■ PROBLEMA PLANTEADO A:
Responde a estas preguntas sobre el fragmento seleccionado:
(i) ¿Adónde debería una Iglesia coherente intentar convencer que acudan mejor a la mayor parte de los que piden el matrimonio católico?
(ii) ¿De qué año es la carta de Tolkien a su hijo que se cita?
(iii) Según la cita, ¿cómo empezó la tradición caballeresca romántica?

■ FRAGMENTO SELECCIONADO:
□ □ □ □ □
Probablemente una Iglesia coherente debería intentar convencer a la mayor parte de los que piden el matrimonio católico que acudan mejor al juzgado o al ayuntamiento.

Nago, lamento no coincidir en absoluto con su -a mi juicio lamentable- segundo párrafo.

Brujo, mire, yo, como es natural, estaría encantado de utilizar los términos legalmente correctos para referirme a los contrayentes de un matrimonio homosexual, pero es que me lío y no sé a quién de los dos llamar "marido" o "mujer", o si llamar "marido" a ambos. A veces por la pinta que tienen estos personajes me surgen dudas angustiosas, y para evitar confundirme y tal, prefiero utilizar otros vocablos mucho más tradicionales o expresivos, como "íncubo" y "súcubo". Es solo por prudencia.

Tábano porteño dijo...

Una cita un tanto larga pero lúcida, tomada de una carta de Tolkien a su hijo, en la que le habla de la crisis de la institución matrimonial en nuestra época (¡es de 1941!):

“En nuestra cultura, la tradición caballeresca romántica (…) empezó como un juego cortesano artificial, una manera de gozar del amor por sí mismo sin referencia (y en verdad opuesto) al matrimonio. (…) Tiende todavía a hacer de la mujer una especie de estrella conductora o divinidad (…). Esto es por supuesto fácil y, en el mejor de los casos, un artificio. (…) Evita, o cuanto menos en el pasado ha evitado, que el hombre joven vea a las mujeres tal como son: como compañeras de naufragio, no como estrellas conductoras. (…) Inculca una exagerada noción del “amor verdadero”, como fuego venido desde fuera, una exaltación permanente, sin relación con la edad, el nacimiento de hijos y la vida cotidiana, y sin relación tampoco con la voluntad y los objetivos (…).
□ □ □ □ □
■ FILAS DADAS:
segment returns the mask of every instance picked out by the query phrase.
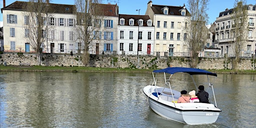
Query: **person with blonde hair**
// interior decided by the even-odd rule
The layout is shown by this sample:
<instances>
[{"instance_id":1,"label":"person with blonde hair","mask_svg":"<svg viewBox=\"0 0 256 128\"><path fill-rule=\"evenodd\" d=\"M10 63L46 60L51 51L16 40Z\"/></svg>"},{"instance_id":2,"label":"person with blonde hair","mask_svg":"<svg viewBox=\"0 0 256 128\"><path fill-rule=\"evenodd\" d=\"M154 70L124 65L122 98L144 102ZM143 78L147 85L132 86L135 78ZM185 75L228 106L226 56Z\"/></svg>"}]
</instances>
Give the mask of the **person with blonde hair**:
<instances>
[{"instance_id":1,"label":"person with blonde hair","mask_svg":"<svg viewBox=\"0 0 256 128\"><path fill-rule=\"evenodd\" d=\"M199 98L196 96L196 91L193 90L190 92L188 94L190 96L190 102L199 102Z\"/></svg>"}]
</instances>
□ □ □ □ □
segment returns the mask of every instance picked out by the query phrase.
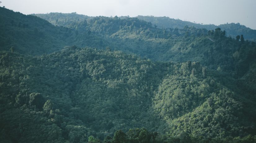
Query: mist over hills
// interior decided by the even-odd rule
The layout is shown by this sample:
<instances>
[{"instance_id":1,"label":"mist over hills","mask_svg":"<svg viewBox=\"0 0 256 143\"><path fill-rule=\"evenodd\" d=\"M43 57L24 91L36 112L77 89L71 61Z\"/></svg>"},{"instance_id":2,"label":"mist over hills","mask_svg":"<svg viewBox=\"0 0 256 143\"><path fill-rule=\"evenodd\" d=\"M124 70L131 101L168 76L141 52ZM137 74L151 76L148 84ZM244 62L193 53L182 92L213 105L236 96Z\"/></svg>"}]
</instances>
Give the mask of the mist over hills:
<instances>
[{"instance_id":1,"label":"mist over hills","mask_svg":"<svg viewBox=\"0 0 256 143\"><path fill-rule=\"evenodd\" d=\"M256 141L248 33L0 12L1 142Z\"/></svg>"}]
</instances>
□ □ □ □ □
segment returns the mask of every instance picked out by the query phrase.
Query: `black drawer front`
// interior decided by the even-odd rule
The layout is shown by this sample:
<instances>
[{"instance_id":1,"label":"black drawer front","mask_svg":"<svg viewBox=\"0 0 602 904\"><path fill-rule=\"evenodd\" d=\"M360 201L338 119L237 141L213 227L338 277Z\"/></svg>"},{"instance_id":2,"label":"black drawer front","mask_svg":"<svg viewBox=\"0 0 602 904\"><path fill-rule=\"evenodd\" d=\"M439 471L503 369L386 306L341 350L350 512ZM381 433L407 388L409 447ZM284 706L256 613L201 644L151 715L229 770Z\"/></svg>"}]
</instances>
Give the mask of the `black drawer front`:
□ □ □ □ □
■ PROBLEMA PLANTEADO B:
¿Qué líneas de las filas contienen la palabra "rule"? Reúnelas todas y ten en cuenta que las mayúsculas y minúsculas cuentan.

■ SALIDA ESPERADA A:
(i) Al juzgado o al ayuntamiento.
(ii) De 1941.
(iii) Como un juego cortesano artificial.

■ SALIDA ESPERADA B:
// interior decided by the even-odd rule
[{"instance_id":1,"label":"person with blonde hair","mask_svg":"<svg viewBox=\"0 0 256 128\"><path fill-rule=\"evenodd\" d=\"M10 63L46 60L51 51L16 40Z\"/></svg>"},{"instance_id":2,"label":"person with blonde hair","mask_svg":"<svg viewBox=\"0 0 256 128\"><path fill-rule=\"evenodd\" d=\"M154 70L124 65L122 98L144 102ZM143 78L147 85L132 86L135 78ZM185 75L228 106L226 56Z\"/></svg>"}]
[{"instance_id":1,"label":"person with blonde hair","mask_svg":"<svg viewBox=\"0 0 256 128\"><path fill-rule=\"evenodd\" d=\"M199 98L196 96L196 91L193 90L190 92L188 94L190 96L190 102L199 102Z\"/></svg>"}]
// interior decided by the even-odd rule
[{"instance_id":1,"label":"mist over hills","mask_svg":"<svg viewBox=\"0 0 256 143\"><path fill-rule=\"evenodd\" d=\"M43 57L24 91L36 112L77 89L71 61Z\"/></svg>"},{"instance_id":2,"label":"mist over hills","mask_svg":"<svg viewBox=\"0 0 256 143\"><path fill-rule=\"evenodd\" d=\"M124 70L131 101L168 76L141 52ZM137 74L151 76L148 84ZM244 62L193 53L182 92L213 105L236 96Z\"/></svg>"}]
[{"instance_id":1,"label":"mist over hills","mask_svg":"<svg viewBox=\"0 0 256 143\"><path fill-rule=\"evenodd\" d=\"M256 141L248 33L0 12L1 142Z\"/></svg>"}]
// interior decided by the even-odd rule
[{"instance_id":1,"label":"black drawer front","mask_svg":"<svg viewBox=\"0 0 602 904\"><path fill-rule=\"evenodd\" d=\"M360 201L338 119L237 141L213 227L338 277Z\"/></svg>"},{"instance_id":2,"label":"black drawer front","mask_svg":"<svg viewBox=\"0 0 602 904\"><path fill-rule=\"evenodd\" d=\"M439 471L503 369L386 306L341 350L350 512ZM381 433L407 388L409 447ZM284 706L256 613L201 644L151 715L229 770Z\"/></svg>"}]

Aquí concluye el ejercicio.